— start Supplied entries —
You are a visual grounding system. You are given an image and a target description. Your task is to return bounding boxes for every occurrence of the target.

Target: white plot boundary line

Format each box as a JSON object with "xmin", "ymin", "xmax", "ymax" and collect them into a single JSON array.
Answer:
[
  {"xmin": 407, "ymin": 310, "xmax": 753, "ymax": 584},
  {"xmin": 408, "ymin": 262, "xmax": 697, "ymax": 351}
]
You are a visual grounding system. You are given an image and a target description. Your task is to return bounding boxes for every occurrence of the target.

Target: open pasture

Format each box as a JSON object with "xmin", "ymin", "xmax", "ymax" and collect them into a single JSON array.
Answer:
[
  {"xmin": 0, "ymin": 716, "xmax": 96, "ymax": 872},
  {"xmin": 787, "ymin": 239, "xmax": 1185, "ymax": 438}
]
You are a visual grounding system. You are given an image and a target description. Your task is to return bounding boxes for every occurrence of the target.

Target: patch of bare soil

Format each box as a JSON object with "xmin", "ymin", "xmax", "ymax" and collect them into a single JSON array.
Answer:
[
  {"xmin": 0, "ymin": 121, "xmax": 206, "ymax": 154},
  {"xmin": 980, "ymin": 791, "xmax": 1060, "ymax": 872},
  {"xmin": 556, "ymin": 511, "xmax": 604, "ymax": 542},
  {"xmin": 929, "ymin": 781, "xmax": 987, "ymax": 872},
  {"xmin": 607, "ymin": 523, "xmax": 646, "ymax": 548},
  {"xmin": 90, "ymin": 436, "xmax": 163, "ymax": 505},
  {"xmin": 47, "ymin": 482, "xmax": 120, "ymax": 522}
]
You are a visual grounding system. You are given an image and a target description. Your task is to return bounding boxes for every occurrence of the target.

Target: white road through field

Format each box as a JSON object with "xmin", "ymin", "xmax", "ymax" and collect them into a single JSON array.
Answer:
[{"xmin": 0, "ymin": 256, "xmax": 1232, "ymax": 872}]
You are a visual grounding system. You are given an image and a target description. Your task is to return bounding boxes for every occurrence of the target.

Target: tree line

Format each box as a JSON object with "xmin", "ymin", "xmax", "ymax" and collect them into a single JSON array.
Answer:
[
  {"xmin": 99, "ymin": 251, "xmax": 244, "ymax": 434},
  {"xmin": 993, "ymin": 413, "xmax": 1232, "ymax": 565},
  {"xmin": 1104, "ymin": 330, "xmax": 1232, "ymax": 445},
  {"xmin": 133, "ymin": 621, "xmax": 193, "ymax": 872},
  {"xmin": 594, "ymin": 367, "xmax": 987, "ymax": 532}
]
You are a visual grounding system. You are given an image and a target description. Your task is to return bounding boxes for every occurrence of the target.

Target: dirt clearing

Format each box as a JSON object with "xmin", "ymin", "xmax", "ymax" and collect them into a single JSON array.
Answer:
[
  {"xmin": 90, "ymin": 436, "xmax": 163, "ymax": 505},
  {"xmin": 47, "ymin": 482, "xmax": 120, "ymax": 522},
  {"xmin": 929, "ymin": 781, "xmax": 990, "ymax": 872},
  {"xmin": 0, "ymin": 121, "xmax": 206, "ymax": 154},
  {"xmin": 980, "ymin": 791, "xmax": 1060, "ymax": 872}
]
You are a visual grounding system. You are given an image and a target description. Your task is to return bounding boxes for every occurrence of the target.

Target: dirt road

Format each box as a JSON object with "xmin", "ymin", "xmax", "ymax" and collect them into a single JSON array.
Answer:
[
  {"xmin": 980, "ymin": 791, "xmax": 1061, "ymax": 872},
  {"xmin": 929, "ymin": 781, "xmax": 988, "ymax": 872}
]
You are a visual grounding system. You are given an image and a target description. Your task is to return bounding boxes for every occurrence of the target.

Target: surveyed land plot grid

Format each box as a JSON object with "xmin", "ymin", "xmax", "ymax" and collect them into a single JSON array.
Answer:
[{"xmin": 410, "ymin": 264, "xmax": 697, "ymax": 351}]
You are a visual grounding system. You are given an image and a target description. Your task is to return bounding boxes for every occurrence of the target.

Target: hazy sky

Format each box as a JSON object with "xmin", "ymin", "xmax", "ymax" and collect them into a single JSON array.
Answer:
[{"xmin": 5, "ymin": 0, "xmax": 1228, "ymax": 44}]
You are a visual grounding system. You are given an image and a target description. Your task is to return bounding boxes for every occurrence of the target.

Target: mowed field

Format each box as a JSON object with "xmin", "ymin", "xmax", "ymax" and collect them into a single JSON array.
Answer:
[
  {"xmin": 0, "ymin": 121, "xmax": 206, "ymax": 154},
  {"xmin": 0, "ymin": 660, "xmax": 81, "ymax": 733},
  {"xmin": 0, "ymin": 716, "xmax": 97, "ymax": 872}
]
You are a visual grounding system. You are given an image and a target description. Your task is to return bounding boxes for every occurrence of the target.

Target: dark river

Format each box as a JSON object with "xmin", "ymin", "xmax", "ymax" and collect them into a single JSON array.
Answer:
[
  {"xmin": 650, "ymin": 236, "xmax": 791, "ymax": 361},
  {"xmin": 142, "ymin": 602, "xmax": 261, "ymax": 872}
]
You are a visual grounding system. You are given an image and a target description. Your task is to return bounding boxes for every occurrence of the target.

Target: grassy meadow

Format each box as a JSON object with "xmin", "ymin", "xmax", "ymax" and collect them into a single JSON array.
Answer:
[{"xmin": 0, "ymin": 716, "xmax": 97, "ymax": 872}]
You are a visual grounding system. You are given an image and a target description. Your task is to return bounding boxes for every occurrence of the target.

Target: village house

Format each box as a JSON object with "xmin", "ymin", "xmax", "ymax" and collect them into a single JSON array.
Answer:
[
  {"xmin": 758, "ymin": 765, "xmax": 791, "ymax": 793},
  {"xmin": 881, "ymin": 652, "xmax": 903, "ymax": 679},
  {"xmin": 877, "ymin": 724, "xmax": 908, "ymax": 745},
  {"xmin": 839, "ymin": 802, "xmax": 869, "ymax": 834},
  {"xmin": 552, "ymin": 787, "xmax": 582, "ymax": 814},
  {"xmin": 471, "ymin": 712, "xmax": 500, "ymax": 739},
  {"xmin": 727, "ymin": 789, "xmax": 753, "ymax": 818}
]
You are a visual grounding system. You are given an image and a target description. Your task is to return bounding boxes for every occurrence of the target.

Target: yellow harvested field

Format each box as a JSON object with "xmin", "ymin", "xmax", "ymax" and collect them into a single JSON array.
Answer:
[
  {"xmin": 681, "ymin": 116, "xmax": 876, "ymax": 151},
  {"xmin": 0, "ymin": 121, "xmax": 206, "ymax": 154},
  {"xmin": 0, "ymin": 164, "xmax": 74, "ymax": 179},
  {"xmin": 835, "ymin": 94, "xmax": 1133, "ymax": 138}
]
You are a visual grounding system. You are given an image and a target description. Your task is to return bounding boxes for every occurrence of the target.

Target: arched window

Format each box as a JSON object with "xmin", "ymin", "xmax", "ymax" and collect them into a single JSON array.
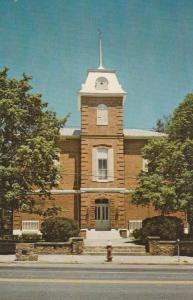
— end Supplied entries —
The task
Pick out each line in the items that contains the word "white", and copy those lines.

Solution for this task
Target: white plot boundary line
Target: white road through field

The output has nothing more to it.